→ **Your assignment**
Whenever the word "phrase" appears in a line of the listing, copy that line.

→ **Information**
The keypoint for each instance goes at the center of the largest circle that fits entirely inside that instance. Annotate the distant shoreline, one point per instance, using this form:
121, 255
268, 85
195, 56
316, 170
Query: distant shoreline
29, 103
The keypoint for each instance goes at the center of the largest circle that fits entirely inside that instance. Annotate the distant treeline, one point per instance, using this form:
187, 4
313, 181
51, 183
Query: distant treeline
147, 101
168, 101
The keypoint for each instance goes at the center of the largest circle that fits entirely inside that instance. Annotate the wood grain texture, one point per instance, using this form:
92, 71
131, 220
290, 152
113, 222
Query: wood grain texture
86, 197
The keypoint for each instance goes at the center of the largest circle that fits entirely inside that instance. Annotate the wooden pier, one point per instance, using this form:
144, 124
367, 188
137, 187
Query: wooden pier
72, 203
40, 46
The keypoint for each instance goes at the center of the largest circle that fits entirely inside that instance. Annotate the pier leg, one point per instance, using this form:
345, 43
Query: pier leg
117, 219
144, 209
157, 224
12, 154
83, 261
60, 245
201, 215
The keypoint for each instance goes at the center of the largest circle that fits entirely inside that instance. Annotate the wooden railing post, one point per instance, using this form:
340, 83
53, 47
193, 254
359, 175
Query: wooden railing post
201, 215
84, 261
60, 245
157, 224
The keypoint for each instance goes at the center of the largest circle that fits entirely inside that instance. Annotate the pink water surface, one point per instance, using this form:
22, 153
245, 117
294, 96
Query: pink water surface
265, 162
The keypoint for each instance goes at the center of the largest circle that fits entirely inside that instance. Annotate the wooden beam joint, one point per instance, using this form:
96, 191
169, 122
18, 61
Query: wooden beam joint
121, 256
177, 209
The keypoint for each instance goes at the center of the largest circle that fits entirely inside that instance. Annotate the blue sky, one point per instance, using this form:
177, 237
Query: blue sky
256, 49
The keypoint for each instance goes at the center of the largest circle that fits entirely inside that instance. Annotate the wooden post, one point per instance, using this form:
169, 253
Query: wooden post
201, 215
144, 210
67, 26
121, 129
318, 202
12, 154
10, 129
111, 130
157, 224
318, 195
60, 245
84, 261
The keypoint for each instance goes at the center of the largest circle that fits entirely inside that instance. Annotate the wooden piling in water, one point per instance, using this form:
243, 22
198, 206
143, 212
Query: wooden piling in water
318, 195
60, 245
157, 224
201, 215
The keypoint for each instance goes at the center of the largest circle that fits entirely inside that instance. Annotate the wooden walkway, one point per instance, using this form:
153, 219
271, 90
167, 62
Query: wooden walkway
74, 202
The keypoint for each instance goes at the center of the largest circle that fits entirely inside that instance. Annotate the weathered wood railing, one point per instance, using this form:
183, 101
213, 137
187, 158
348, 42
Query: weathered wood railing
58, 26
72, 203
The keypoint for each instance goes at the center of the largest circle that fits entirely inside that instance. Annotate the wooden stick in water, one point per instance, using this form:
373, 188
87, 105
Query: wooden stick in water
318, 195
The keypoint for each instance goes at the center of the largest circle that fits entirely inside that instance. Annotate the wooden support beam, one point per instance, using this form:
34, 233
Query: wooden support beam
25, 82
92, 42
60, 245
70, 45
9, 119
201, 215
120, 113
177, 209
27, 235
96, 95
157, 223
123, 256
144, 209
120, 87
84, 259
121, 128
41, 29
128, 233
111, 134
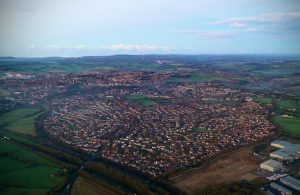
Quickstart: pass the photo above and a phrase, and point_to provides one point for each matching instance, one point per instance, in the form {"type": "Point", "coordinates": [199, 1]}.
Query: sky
{"type": "Point", "coordinates": [40, 28]}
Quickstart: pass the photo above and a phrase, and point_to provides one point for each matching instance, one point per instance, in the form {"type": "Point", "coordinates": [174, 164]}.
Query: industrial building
{"type": "Point", "coordinates": [287, 151]}
{"type": "Point", "coordinates": [280, 144]}
{"type": "Point", "coordinates": [291, 182]}
{"type": "Point", "coordinates": [281, 189]}
{"type": "Point", "coordinates": [271, 165]}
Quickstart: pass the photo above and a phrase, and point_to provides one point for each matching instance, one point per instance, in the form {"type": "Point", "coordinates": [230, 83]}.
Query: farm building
{"type": "Point", "coordinates": [271, 165]}
{"type": "Point", "coordinates": [281, 189]}
{"type": "Point", "coordinates": [291, 182]}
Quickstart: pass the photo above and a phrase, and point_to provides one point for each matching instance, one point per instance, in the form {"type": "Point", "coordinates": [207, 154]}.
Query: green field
{"type": "Point", "coordinates": [25, 172]}
{"type": "Point", "coordinates": [263, 100]}
{"type": "Point", "coordinates": [142, 100]}
{"type": "Point", "coordinates": [22, 120]}
{"type": "Point", "coordinates": [86, 186]}
{"type": "Point", "coordinates": [192, 78]}
{"type": "Point", "coordinates": [290, 126]}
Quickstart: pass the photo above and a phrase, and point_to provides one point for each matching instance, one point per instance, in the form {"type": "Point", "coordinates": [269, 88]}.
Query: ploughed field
{"type": "Point", "coordinates": [26, 172]}
{"type": "Point", "coordinates": [230, 168]}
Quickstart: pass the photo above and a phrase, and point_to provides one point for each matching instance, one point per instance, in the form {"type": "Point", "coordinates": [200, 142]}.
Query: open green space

→ **Solution to the exercise**
Quickstart: pass the photo above and a phrase, and point_to provides one point for each matching instance, one point per instance, in the form {"type": "Point", "coordinates": [199, 1]}.
Quickstart: pass the photo above and a phrase, and point_to provides one point for each matching instance, one point per instance, in the form {"type": "Point", "coordinates": [174, 164]}.
Quickstart: pass the photo above and a phrase, and point_to provides one point for each matching instance, one point per instance, in the form {"type": "Point", "coordinates": [230, 83]}.
Quickstart: pass the photo above and a phrase, and point_to provides one point for each matching instance, one point per instance, in the form {"type": "Point", "coordinates": [207, 154]}.
Quickstart: pass the photo above and a phrase, and point_to provides one point for each matching instance, one point per instance, in the form {"type": "Point", "coordinates": [269, 88]}.
Quickstart: pass the photo above and a phrase, and point_to provides one point for each matching instance, one point per instance, in the form {"type": "Point", "coordinates": [200, 142]}.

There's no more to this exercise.